Tasks for this exercise:
[a] Answer these questions from the Kitchit text, one line each:
(i) What did the product use as its foundation?
(ii) Which parts of the experience did Kitchit handle?
(iii) What was the hypothesis behind Kitchit?
[b] Extend the Kitchit text, starting after its last sentence.

++++ Quoted passage ++++

Applied Environments
Kitchit
Orientation
Kitchit was an experiment in joy as a compounding asset.
The hypothesis was that joy is often a product of bringing other people happiness. Food is one of the most reliable mediums because it creates a shared rhythm and a shared memory. If you can consistently create that kind of moment, you do more than deliver a meal. You build trust.
We built Kitchit to make it easy to bring a chef into your home for a dinner, celebration, or life moment. The chef brings happiness through craft and care. The host brings happiness by gathering their people to break bread together. The product was a bridge between those roles, with trust as the foundation.
Application
Kitchit matched people with chefs and handled the parts that usually make the experience stressful: discovery, expectations, pricing, logistics, and reliability.
The goal was to reduce uncertainty enough that customers would say yes to higher stakes moments. Not just dinner, but the kind of nights people remember for years.

++++ Data to examine ++++

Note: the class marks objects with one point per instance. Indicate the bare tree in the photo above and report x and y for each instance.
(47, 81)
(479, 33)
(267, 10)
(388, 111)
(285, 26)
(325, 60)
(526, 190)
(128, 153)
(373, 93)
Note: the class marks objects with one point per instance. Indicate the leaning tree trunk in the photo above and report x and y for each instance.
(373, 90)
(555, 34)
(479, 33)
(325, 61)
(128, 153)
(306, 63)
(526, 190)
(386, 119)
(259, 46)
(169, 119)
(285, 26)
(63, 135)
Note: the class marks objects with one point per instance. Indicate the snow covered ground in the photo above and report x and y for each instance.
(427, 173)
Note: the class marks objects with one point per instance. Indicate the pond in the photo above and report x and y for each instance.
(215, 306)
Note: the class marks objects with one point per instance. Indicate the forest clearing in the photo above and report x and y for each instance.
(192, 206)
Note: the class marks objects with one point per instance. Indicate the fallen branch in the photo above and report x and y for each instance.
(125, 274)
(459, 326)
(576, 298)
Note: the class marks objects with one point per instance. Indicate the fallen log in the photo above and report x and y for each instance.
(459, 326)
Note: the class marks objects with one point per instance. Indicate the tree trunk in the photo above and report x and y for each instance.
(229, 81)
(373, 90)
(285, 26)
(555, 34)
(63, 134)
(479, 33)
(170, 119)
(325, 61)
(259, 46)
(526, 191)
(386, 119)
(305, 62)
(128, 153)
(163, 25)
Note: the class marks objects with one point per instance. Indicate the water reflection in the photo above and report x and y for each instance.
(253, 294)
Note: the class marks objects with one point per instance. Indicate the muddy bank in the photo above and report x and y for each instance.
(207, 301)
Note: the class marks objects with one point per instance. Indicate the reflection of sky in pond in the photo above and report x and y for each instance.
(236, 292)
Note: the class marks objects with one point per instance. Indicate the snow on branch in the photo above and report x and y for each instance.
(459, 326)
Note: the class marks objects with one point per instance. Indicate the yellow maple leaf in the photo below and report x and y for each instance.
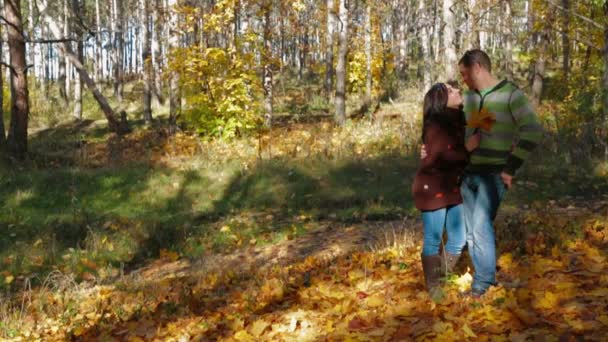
(482, 119)
(243, 336)
(548, 301)
(468, 332)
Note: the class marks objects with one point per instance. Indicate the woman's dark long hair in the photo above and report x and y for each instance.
(435, 110)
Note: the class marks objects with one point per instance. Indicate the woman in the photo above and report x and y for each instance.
(436, 188)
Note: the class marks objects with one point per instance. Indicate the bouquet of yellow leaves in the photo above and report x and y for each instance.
(482, 119)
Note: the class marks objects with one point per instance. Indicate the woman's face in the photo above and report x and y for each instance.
(454, 97)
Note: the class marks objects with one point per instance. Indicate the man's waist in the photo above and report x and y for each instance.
(484, 168)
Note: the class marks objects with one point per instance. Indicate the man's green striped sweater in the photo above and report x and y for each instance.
(516, 123)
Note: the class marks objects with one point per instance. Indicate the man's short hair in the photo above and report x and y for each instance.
(476, 56)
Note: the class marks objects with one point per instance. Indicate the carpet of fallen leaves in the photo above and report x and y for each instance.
(547, 293)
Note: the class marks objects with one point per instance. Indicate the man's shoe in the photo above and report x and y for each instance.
(449, 262)
(432, 268)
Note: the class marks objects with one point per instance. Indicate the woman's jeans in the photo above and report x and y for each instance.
(482, 194)
(452, 218)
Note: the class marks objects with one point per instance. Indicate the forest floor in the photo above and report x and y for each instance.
(303, 233)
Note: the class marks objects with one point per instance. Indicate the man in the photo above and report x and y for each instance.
(493, 165)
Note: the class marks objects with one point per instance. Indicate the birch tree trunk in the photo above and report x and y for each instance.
(117, 48)
(539, 68)
(449, 46)
(77, 9)
(98, 37)
(368, 53)
(20, 107)
(146, 60)
(329, 53)
(158, 52)
(62, 79)
(605, 84)
(340, 115)
(2, 128)
(31, 48)
(473, 38)
(174, 93)
(403, 39)
(424, 23)
(267, 58)
(66, 49)
(508, 36)
(566, 40)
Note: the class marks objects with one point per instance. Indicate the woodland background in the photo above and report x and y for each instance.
(241, 169)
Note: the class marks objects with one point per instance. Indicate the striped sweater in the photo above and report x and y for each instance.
(515, 118)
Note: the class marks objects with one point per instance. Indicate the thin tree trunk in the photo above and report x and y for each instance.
(66, 32)
(539, 67)
(158, 50)
(117, 48)
(424, 44)
(448, 40)
(174, 93)
(329, 53)
(340, 115)
(403, 39)
(77, 9)
(566, 41)
(368, 53)
(508, 36)
(31, 48)
(98, 53)
(17, 134)
(147, 62)
(267, 58)
(474, 39)
(436, 29)
(62, 79)
(66, 50)
(605, 85)
(2, 128)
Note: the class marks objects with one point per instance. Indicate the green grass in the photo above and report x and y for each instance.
(95, 220)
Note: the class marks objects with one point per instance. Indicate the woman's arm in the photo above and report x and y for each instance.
(441, 149)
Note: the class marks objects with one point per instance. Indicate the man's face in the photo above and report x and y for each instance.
(468, 76)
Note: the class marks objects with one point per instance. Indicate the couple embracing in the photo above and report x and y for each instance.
(473, 144)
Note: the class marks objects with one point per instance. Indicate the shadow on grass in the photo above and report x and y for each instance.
(64, 218)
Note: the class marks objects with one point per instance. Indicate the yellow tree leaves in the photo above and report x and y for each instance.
(482, 119)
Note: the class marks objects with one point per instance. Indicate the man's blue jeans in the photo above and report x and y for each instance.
(434, 221)
(482, 194)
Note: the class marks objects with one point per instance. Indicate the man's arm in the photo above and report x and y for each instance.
(529, 129)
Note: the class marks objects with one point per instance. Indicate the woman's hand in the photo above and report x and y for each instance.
(473, 142)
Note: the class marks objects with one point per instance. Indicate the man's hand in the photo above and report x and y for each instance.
(507, 179)
(473, 142)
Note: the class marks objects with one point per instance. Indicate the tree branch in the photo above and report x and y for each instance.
(580, 16)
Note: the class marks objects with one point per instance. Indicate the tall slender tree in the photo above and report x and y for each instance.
(66, 49)
(173, 40)
(2, 129)
(449, 47)
(147, 61)
(77, 10)
(340, 115)
(20, 103)
(329, 43)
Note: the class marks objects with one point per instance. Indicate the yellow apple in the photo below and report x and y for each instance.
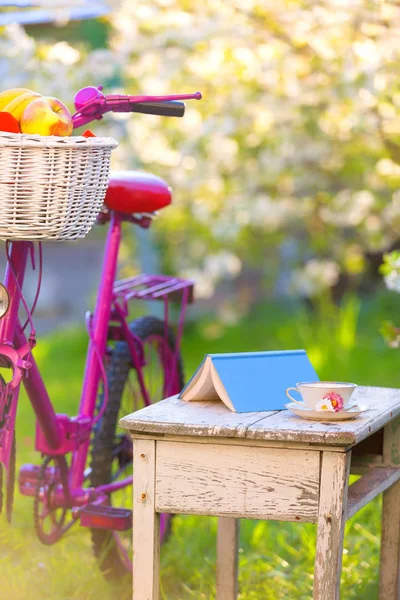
(46, 116)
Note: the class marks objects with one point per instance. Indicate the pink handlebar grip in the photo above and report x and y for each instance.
(90, 103)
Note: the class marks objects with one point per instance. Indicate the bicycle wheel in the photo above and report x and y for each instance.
(112, 449)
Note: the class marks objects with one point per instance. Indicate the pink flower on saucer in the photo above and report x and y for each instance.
(331, 401)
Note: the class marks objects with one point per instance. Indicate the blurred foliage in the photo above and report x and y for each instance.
(293, 154)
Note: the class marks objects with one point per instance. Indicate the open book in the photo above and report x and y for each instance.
(249, 381)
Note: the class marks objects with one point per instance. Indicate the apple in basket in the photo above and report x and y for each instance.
(46, 116)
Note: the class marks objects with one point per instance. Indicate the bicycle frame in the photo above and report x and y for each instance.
(59, 435)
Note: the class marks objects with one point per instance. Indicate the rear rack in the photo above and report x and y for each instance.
(155, 287)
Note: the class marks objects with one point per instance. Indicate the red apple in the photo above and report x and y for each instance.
(46, 116)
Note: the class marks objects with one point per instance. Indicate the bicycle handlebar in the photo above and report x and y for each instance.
(92, 104)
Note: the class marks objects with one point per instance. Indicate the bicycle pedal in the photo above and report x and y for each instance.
(106, 517)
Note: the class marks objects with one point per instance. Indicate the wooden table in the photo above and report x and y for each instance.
(201, 458)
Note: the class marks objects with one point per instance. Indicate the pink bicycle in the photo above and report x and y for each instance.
(86, 471)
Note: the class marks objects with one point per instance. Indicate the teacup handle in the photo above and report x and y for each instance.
(291, 397)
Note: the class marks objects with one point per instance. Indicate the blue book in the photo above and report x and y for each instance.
(249, 381)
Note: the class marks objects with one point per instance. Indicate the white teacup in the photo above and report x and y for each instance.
(314, 391)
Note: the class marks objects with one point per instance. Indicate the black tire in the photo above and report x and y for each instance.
(108, 436)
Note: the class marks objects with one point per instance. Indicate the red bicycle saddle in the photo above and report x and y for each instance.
(136, 192)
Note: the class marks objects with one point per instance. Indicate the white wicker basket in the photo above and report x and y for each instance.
(51, 188)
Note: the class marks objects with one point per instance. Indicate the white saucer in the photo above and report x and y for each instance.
(326, 415)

++++

Answers for each item:
[a]
(i) Trust.
(ii) Discovery, expectations, pricing, logistics, and reliability.
(iii) That joy is often a product of bringing other people happiness.

[b]
At its best, Kitchit became a creative canvas. We saw wedding proposals. We saw once in a lifetime celebrations. One of my favorite examples was a David Lynch themed Kitchit dinner in a museum, where each course was designed to match the art on the walls. That is not food delivery. That is a differentiated experience powered by trust.
Reflection
The biggest lesson was that the constraint in this kind of business is rarely chef quality. It is distribution and consistent demand.
When the product works, customers tell stories, and stories are the most powerful demand engine. But building those channels predictably is the real work.
The other lesson was about capital. The business was not ready for venture expectations at the time. It needed capital aligned with its maturity and growth profile, patient enough for iteration and honest about the path to scale. Matching the capital to the business is not a footnote. It is part of the design.